● EXERCISE INSTRUCTIONS:
Render the listing below as a JSON list of strings, one per line and skipping blank lines. Begin at the line that has "segment dark ceiling" and stop after the final line of the listing.

● INFORMATION GIVEN:
***
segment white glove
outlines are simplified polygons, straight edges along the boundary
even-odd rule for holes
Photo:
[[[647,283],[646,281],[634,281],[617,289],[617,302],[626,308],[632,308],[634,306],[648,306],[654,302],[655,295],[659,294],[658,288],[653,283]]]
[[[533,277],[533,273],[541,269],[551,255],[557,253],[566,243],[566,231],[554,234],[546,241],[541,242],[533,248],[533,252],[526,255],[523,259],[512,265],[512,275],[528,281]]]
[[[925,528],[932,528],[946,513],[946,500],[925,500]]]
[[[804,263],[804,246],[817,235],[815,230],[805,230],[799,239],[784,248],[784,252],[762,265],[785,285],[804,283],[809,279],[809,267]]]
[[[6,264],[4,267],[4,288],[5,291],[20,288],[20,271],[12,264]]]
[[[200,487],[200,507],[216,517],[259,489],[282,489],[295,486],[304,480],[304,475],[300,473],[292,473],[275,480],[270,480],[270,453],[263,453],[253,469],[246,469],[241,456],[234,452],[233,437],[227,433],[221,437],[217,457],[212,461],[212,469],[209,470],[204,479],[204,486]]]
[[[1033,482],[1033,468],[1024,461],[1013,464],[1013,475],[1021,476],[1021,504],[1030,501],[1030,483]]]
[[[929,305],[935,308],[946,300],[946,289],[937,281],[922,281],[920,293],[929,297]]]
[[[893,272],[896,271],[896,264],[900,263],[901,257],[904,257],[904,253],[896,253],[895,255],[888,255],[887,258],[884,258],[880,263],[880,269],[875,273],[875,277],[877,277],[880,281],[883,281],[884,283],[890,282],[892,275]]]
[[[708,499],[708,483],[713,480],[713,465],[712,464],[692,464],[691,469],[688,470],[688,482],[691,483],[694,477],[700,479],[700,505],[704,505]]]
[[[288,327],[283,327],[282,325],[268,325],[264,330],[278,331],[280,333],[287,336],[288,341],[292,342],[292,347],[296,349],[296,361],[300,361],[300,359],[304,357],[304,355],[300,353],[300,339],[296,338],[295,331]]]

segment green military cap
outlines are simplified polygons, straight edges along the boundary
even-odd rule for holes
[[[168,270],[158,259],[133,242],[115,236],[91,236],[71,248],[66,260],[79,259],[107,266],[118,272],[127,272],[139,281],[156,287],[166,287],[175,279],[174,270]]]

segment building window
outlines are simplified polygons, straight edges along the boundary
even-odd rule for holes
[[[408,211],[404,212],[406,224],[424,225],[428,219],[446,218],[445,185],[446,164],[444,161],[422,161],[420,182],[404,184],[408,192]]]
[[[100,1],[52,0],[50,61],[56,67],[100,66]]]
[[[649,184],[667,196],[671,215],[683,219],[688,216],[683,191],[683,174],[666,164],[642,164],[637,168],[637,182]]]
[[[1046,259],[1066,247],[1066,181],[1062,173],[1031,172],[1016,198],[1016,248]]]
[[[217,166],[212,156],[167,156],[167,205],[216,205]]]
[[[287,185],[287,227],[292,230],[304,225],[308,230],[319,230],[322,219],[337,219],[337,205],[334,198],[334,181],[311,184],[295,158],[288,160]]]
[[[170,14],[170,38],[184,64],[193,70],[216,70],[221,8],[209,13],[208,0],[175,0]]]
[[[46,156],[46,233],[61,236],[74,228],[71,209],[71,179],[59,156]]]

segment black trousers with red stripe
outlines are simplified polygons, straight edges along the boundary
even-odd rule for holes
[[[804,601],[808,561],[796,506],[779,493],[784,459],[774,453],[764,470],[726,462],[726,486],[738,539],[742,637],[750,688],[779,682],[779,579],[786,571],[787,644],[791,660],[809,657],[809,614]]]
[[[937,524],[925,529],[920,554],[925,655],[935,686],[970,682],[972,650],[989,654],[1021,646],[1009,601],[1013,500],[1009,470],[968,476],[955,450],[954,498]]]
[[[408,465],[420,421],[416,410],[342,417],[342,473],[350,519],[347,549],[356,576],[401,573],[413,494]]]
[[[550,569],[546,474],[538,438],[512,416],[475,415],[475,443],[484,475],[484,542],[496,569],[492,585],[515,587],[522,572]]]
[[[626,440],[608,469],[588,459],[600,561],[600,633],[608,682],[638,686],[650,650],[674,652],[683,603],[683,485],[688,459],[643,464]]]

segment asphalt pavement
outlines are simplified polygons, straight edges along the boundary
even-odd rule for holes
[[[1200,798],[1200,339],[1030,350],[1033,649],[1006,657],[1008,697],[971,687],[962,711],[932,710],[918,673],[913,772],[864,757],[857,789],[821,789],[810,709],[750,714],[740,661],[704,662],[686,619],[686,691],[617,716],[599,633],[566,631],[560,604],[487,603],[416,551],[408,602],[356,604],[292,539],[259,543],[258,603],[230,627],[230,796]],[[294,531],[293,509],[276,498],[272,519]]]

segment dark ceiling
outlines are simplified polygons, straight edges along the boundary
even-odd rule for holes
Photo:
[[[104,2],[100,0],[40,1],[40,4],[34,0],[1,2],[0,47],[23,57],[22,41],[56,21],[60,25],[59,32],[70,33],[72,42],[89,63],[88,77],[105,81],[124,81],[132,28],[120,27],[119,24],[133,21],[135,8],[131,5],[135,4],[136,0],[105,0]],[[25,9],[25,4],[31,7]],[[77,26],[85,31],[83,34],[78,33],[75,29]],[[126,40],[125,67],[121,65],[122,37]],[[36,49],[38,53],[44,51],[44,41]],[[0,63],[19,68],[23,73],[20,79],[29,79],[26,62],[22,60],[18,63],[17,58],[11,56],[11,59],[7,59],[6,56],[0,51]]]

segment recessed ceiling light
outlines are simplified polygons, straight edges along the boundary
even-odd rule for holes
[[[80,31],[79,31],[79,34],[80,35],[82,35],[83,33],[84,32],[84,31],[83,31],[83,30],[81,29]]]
***
● THE RESPONSE:
[
  "segment dark ceiling",
  "outlines are simplified polygons, straight edges along the boundary",
  "even-odd rule for holes",
  "Photo:",
  "[[[104,2],[100,0],[40,1],[40,4],[34,0],[1,2],[0,47],[23,57],[22,41],[56,21],[60,25],[59,32],[70,33],[72,42],[89,63],[88,77],[105,81],[124,81],[132,28],[120,27],[119,24],[133,21],[135,8],[131,5],[135,4],[136,0],[105,0]],[[25,9],[25,4],[31,7]],[[77,26],[85,31],[83,34],[78,33],[75,29]],[[126,40],[125,67],[121,65],[122,37]],[[36,49],[38,53],[44,51],[44,41]],[[0,63],[19,68],[23,73],[20,79],[29,79],[26,62],[22,60],[18,63],[17,58],[11,56],[11,59],[7,59],[6,56],[0,51]]]",
  "segment recessed ceiling light",
  "outlines are simplified polygons, straight edges along the boundary",
  "even-odd rule for holes",
  "[[[80,31],[79,31],[79,34],[80,35],[82,35],[83,33],[84,32],[84,31],[83,31],[83,30],[81,29]]]"
]